Extracted data entries
****************************************

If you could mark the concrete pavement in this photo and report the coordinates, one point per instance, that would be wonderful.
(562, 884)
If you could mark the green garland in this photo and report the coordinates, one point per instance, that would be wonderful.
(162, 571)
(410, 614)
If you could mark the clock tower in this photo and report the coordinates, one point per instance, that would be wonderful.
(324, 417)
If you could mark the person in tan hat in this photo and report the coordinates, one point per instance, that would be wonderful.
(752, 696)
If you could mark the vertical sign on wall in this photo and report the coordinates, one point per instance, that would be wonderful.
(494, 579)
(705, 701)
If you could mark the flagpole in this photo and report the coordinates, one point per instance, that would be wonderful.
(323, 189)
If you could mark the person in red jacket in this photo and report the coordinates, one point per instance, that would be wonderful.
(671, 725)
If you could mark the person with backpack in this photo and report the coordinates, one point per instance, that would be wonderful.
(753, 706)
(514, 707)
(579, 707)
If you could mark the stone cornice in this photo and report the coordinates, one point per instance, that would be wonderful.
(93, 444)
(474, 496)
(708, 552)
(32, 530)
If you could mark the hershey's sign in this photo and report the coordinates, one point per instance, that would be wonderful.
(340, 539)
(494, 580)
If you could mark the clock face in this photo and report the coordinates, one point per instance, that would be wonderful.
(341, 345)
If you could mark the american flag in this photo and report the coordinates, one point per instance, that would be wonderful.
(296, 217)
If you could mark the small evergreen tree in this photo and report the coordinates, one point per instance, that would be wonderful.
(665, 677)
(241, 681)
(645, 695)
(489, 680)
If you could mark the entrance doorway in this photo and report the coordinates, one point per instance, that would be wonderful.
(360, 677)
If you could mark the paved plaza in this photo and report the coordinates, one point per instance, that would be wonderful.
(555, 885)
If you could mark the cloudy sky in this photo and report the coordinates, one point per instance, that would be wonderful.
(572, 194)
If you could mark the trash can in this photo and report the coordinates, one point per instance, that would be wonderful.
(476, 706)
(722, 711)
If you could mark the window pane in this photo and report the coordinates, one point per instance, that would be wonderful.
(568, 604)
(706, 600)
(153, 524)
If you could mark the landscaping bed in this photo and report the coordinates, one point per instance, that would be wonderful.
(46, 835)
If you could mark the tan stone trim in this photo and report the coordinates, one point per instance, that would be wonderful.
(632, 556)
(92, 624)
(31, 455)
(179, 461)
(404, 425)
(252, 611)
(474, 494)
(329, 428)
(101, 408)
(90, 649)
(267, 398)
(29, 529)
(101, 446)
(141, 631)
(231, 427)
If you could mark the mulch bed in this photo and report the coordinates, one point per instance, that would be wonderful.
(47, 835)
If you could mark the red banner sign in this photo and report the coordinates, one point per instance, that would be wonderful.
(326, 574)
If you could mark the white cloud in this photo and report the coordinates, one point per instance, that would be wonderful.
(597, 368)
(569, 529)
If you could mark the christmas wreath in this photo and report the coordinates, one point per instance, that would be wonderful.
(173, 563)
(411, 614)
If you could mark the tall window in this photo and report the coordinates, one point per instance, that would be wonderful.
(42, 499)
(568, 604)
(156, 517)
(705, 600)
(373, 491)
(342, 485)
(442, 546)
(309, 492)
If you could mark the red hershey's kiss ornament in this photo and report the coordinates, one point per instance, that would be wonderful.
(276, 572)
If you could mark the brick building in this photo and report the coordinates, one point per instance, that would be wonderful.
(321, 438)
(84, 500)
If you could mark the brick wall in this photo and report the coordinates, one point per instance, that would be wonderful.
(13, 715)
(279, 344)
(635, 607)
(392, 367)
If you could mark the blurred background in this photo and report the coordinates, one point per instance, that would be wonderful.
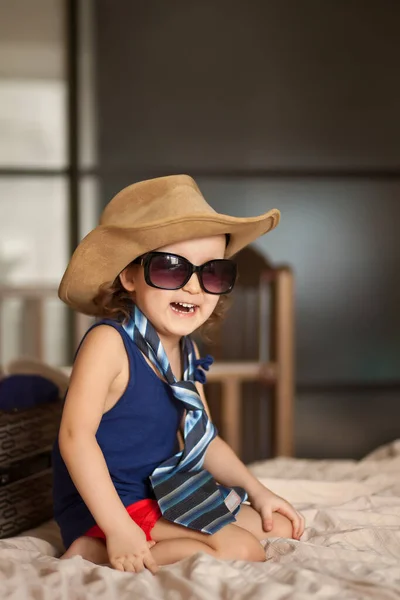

****************************************

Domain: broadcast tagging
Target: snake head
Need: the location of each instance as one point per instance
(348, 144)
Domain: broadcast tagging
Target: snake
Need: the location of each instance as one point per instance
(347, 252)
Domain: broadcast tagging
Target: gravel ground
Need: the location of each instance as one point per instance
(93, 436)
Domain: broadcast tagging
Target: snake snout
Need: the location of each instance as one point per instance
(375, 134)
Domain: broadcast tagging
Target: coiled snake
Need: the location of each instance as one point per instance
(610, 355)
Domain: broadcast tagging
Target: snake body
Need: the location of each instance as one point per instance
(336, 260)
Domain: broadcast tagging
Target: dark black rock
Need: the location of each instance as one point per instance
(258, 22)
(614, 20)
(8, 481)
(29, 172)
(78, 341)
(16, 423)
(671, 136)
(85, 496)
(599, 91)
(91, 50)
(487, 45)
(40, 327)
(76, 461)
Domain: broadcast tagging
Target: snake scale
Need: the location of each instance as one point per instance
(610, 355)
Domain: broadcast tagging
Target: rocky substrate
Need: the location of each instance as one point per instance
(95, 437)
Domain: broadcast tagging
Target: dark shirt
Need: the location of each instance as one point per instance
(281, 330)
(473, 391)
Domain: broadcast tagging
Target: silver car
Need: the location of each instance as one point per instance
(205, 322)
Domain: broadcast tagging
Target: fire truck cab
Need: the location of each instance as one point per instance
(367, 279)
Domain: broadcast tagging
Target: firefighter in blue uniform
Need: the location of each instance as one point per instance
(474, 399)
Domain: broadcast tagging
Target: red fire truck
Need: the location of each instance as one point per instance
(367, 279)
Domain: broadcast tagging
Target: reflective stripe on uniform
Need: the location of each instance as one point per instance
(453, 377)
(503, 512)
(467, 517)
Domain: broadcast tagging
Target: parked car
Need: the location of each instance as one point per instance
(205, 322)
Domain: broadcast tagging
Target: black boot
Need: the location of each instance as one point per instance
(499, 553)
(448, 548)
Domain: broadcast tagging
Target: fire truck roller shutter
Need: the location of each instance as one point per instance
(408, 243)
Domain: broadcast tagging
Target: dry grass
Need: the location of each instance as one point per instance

****************************************

**Your instructions:**
What you return should be exactly the lines above, starting at the one with "If you could mark the tall" and ending at the one with "If you could mark the blurred", and nothing else.

**Response area:**
If you could mark the tall window in this photo and report the coordinates, one point per instance, that would be wonderful.
(42, 499)
(568, 604)
(156, 517)
(705, 600)
(373, 491)
(342, 485)
(442, 546)
(309, 492)
If you could mark the red hershey's kiss ornament in this photo and report the coordinates, one point per instance, that would be wonderful.
(276, 572)
If you could mark the brick building in this photo and report the coordinates, one point per instance, that would be wonderful.
(321, 438)
(84, 500)
If you could mark the brick wall in this photo and report the coordinates, one point per instance, that would be wonderful.
(13, 715)
(279, 344)
(635, 607)
(392, 367)
If you could mark the blurred background in this photo and report the coordinates, one point per instance, that would be wonderful.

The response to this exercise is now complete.